Nous aurons un regard attentif aux enfants en situation de handicap qui sont plus que les autres à la merci des violences familiales et sexuelles ; à ceux des outre-mer où les dispositifs de protection sont souvent débordés ; ou aux enfants placés dans des établissements spécialisés, pour qu'ils ne subissent pas de double peine.

Il faut aussi mieux réguler le numérique, où les violences sexuelles et le harcèlement explosent. Nous recruterons plus d'administrateurs ad hoc, chargés de remplacer les représentants légaux auprès des enfants et qui ont une fonction d'accompagnement juridique, administratif et psychologique importante. Enfin, pour sensibiliser la société entière, nous allons démarrer une campagne choc, en commençant par les violences sexuelles dans la famille, celles que subissent le plus les enfants.

Un enfant meurt tous les 5 jours au sein de sa famille, mais ce décompte n'est pas fait, notamment dans les médias."
Charlotte Caubel

Aujourd'hui la société a du mal à regarder ces violences, parce qu'elles se déroulent dans le huis clos familial, pensez-vous qu'elle peut s'améliorer ?

Effectivement, notre société a du mal à regarder ce qu'il se passe dans la sphère familiale, notamment les violences physiques. Nous avons tendance à les agglomérer avec les violences intrafamiliales et à ne pas en faire un sujet à part. Un enfant meurt tous les 5 jours au sein de sa famille, mais ce décompte n'est pas fait, notamment dans les médias, comme peut l'être celui des féminicides. 

Aussi, notre pays n'est pas mature sur la question des violences éducatives ordinaires (violences physiques, psychologiques ou verbales, considérées comme légitimes car exercées dans un but éducatif, ndlr) interdites dans de plus en plus de pays. En France, 8 familles sur 10 (*) reconnaissent y avoir eu recours.

Pourquoi est-il nécessaire pour les adultes d'ouvrir les yeux et de se faire les porte-voix des enfants ?

Les enfants ne parlent pas spontanément, soit parce qu'ils sont très petits et que ce n'est pas possible, soit parce qu'ils sont en conflit de loyauté avec l'ensemble des agresseurs qui sont autour d'eux, membres de leur famille, professeurs ou éducateurs sportifs.

Les viols sur mineurs imprescriptibles ?

Avec ce plan, rouvrirez-vous la question de l'imprescriptibilité des viols sur mineurs ?

DONNÉES ENREGISTRÉES:
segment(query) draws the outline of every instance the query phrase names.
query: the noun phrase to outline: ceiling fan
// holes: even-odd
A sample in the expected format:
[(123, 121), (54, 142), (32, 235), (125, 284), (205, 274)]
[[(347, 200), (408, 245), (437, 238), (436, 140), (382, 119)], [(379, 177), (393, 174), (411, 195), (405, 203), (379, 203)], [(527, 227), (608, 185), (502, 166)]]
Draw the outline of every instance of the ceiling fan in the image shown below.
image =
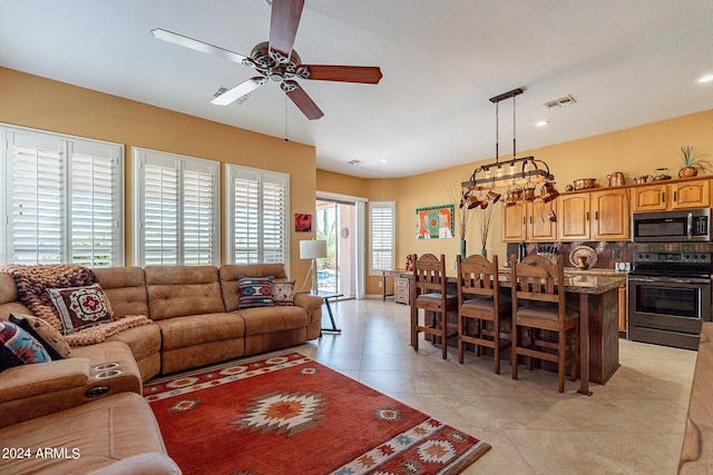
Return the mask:
[(377, 85), (382, 75), (379, 67), (372, 66), (302, 65), (300, 55), (292, 47), (303, 7), (304, 0), (272, 0), (270, 41), (256, 44), (248, 57), (160, 28), (152, 30), (152, 33), (169, 43), (250, 66), (261, 75), (218, 93), (211, 102), (227, 106), (270, 79), (280, 82), (282, 90), (307, 119), (315, 120), (324, 116), (324, 112), (295, 79)]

TRAVAIL DEMANDÉ:
1) Répondez aux questions suivantes à partir de l'extrait :
(a) À quelle fréquence un enfant meurt-il au sein de sa famille ?
(b) Combien de familles sur 10 reconnaissent, en France, avoir eu recours aux violences éducatives ordinaires ?
(c) Par quelles violences la campagne choc commencera-t-elle ?
2) Recopiez mot pour mot le passage de l'extrait qui débute par les mots « Les enfants ne » et s'achève sur « sur mineurs ? ».

CORRIGÉ:
1)
(a) Tous les 5 jours.
(b) 8 familles sur 10.
(c) Par les violences sexuelles dans la famille.

2)
Les enfants ne parlent pas spontanément, soit parce qu'ils sont très petits et que ce n'est pas possible, soit parce qu'ils sont en conflit de loyauté avec l'ensemble des agresseurs qui sont autour d'eux, membres de leur famille, professeurs ou éducateurs sportifs.

Les viols sur mineurs imprescriptibles ?

Avec ce plan, rouvrirez-vous la question de l'imprescriptibilité des viols sur mineurs ?